- GIVEN REQUEST
Return, without any change, the lines of the items from the one containing "For every instance of the man in" through the final line of the items, inclusive.

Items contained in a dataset
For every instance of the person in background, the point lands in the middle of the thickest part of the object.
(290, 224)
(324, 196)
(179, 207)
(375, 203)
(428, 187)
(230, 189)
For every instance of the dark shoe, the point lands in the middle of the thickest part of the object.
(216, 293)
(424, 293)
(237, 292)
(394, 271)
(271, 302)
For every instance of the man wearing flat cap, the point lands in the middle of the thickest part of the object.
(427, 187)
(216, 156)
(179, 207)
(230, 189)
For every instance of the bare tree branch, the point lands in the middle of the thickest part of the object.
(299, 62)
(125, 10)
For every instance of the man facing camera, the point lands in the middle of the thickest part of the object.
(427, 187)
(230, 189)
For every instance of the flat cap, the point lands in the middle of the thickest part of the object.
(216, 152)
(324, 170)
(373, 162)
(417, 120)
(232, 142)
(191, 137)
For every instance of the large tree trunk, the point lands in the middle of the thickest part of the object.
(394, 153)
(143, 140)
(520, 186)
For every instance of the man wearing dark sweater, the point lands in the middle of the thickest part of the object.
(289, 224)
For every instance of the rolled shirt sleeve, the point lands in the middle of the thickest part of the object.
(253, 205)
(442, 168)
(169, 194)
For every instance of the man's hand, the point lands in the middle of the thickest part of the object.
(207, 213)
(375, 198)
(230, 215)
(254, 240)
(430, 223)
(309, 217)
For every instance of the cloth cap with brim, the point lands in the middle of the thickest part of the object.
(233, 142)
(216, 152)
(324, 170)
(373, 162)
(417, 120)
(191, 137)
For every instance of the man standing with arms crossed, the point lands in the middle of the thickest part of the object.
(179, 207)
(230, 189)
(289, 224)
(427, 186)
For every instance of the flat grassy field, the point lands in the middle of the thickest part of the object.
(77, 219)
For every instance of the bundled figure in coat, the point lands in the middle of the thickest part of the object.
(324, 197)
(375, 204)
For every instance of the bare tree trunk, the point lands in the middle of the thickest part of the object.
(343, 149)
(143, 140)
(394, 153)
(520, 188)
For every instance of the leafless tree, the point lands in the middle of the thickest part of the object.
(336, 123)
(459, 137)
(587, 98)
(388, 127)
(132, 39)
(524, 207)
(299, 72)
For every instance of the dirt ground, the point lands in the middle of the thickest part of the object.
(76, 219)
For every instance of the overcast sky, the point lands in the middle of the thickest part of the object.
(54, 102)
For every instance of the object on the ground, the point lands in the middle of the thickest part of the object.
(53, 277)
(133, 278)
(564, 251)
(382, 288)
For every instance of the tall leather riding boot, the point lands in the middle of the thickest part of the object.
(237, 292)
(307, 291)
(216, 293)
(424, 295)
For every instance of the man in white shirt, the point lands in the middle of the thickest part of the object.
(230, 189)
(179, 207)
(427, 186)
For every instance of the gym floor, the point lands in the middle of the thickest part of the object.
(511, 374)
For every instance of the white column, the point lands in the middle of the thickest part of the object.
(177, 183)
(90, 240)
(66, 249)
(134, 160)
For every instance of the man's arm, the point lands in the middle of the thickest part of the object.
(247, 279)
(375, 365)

- SOLUTION
For every instance of the man in white shirt, the point lands in the middle of the thickest part of the object.
(230, 189)
(179, 207)
(427, 186)
For every instance of the gym floor, the point lands in the middle of the thickest part of the object.
(511, 374)
For every instance of the white column, the point lands in the middle of the thickest part of the object.
(177, 183)
(90, 240)
(66, 249)
(134, 160)
For every instance of the man's arm, the point lands in the middle of the thickest part of the object.
(247, 279)
(375, 365)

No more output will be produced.